GIVEN TASK. Shift every coordinate in the answers of the material below by adding 72 to each number, then reproduce all of the material's lines, including the requests.

EXCERPTED DATA.

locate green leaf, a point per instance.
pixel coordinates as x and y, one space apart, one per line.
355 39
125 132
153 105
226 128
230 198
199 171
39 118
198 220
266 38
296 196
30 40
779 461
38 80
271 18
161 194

RESULT OF THIS TASK.
locate green leaf, a point per instance.
pixel coordinates as x and y, one space apart, one per line.
427 111
197 204
225 177
298 200
302 270
271 243
111 190
270 292
338 110
368 268
102 112
851 533
110 152
343 90
233 266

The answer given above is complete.